Task objective. Search the listing below for "table". Copy each matching line.

Entries supplied.
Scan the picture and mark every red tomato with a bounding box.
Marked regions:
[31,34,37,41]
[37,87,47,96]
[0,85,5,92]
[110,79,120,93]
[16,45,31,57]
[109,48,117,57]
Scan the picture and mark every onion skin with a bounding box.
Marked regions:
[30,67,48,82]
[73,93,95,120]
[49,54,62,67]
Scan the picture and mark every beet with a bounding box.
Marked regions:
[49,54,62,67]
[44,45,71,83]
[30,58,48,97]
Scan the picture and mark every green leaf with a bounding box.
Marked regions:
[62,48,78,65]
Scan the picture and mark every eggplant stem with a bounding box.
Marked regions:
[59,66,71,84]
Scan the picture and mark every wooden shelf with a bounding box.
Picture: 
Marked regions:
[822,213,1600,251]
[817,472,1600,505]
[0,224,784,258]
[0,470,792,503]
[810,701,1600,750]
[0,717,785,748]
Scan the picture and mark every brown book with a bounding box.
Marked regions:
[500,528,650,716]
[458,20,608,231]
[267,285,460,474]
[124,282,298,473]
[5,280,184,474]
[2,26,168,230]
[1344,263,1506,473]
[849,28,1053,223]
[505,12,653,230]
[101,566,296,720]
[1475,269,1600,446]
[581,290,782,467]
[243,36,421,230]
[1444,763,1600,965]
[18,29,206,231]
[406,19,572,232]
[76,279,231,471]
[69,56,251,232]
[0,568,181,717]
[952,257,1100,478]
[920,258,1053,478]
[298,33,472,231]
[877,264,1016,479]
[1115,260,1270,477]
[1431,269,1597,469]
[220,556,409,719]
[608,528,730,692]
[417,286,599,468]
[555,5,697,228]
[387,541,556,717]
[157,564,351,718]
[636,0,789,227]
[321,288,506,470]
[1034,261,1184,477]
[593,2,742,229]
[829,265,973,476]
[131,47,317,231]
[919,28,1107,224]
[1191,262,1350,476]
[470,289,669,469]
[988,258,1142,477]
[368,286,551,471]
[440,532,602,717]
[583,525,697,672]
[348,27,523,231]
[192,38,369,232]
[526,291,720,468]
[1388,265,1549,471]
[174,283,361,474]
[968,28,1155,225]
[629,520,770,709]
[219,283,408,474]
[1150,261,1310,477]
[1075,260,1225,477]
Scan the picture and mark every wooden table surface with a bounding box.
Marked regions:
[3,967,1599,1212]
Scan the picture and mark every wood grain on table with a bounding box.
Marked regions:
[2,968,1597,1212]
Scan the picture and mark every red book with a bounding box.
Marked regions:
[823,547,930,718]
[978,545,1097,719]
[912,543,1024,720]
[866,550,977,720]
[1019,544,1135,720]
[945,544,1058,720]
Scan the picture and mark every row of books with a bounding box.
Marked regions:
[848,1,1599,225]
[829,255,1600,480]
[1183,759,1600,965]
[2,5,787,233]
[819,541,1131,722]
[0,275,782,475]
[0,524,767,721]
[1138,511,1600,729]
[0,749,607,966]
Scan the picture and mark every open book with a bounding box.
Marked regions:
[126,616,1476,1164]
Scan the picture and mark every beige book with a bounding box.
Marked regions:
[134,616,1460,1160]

Exercise answer.
Scan the picture and mark every wooden table surface with a bounding box.
Scan the picture and mark every wood grain on table with a bounding box.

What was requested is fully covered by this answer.